▶ **What to produce**: Once the line containing "Annotation task — identify one point per instance of the gray" is found in the listing below, return it and each line after it through the last, exactly as given.
═════ Dataset ═════
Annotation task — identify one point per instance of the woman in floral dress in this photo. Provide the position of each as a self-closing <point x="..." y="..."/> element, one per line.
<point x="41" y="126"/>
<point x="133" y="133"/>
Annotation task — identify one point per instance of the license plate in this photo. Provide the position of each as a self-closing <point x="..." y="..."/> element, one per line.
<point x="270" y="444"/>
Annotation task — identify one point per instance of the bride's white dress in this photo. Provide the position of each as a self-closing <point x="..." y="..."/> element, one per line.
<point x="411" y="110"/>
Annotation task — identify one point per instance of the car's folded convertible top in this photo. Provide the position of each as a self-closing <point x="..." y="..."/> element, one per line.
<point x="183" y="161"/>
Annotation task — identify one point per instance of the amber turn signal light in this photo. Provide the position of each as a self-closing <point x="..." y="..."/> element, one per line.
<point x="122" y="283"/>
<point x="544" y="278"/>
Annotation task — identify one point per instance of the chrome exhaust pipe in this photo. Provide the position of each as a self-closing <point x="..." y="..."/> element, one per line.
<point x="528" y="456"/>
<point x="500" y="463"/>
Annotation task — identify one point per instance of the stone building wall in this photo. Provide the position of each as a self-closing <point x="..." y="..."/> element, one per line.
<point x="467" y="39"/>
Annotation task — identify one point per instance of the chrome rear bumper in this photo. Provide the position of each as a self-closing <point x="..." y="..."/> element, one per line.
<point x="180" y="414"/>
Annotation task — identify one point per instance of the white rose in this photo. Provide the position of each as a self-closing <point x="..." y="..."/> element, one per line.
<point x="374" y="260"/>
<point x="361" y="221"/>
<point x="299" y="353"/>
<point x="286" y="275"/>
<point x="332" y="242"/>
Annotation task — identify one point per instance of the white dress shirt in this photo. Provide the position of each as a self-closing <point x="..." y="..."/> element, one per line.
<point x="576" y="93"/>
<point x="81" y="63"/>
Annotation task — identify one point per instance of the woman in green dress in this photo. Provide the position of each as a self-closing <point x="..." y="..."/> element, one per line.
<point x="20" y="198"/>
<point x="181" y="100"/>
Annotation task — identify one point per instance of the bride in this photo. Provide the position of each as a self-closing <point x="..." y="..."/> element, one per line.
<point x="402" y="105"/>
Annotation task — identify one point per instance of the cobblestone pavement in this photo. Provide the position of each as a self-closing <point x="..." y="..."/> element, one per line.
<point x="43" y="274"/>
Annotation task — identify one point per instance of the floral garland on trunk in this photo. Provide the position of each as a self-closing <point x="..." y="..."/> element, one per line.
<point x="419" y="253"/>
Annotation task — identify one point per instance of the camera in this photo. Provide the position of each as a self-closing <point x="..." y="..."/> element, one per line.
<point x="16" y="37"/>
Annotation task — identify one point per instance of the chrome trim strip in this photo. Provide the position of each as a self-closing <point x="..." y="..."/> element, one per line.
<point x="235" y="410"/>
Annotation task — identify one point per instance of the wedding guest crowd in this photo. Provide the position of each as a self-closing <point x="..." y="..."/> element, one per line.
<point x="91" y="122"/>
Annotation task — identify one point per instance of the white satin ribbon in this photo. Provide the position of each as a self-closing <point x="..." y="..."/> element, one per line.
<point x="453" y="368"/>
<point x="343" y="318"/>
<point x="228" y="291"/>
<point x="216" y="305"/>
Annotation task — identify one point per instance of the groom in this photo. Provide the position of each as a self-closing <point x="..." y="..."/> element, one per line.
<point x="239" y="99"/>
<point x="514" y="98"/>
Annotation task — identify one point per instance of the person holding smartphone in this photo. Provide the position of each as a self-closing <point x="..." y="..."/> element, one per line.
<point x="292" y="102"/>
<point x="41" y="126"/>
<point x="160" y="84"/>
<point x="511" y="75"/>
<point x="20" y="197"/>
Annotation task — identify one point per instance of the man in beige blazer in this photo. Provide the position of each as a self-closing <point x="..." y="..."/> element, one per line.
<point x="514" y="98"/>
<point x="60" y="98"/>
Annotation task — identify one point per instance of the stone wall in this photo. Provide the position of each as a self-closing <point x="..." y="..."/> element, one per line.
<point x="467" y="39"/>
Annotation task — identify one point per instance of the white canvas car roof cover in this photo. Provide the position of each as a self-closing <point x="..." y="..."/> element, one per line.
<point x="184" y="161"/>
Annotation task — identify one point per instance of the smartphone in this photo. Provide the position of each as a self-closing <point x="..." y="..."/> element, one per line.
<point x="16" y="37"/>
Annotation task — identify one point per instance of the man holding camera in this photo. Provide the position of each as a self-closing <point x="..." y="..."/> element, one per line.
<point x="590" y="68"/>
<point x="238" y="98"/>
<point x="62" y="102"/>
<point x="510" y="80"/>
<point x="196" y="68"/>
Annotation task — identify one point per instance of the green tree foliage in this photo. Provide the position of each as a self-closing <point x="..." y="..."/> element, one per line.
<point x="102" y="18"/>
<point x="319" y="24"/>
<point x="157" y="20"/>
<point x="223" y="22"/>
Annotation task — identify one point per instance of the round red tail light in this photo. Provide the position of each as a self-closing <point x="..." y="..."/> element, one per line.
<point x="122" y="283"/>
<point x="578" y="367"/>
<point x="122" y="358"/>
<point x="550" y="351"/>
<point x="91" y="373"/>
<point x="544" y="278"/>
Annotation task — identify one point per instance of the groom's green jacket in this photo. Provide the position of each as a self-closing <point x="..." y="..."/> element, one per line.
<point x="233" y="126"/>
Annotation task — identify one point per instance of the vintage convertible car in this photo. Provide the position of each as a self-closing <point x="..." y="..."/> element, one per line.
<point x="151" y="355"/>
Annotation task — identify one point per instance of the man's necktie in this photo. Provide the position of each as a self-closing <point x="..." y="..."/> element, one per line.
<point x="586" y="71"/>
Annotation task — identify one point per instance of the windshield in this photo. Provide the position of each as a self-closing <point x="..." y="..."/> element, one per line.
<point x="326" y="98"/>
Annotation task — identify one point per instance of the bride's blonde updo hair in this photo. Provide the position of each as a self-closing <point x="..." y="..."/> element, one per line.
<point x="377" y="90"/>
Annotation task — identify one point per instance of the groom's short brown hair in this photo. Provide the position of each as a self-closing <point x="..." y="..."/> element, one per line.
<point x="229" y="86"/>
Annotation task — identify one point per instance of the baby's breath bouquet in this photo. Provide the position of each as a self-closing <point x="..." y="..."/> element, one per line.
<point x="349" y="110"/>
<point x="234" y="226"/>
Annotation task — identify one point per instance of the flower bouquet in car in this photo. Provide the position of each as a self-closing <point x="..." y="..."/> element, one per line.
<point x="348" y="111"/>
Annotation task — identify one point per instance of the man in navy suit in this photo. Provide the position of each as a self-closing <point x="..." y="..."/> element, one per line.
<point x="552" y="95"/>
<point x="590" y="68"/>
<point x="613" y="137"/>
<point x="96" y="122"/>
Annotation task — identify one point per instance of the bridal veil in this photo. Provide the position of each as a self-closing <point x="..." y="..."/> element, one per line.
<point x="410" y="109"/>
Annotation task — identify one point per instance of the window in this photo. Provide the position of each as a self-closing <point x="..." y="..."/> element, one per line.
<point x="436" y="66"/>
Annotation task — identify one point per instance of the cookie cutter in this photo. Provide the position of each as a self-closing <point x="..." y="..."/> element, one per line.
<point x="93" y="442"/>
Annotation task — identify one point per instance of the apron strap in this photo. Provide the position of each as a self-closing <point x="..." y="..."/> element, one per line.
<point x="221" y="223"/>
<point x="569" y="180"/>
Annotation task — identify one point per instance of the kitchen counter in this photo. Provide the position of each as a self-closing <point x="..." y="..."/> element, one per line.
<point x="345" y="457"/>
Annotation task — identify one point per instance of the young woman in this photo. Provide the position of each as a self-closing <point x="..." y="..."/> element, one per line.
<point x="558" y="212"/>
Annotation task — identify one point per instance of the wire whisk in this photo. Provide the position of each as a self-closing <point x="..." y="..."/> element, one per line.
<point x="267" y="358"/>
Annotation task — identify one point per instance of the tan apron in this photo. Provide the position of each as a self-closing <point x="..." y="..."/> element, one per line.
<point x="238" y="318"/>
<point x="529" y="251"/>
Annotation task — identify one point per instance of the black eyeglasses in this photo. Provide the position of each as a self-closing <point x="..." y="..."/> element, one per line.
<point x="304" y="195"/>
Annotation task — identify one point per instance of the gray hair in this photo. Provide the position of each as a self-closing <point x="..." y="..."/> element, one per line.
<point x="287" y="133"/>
═════
▶ **Result of this exercise**:
Annotation task — identify one point per instance of the gray hair in this photo. Provide the position of each as a self-closing <point x="..." y="..."/> element, one per line.
<point x="287" y="133"/>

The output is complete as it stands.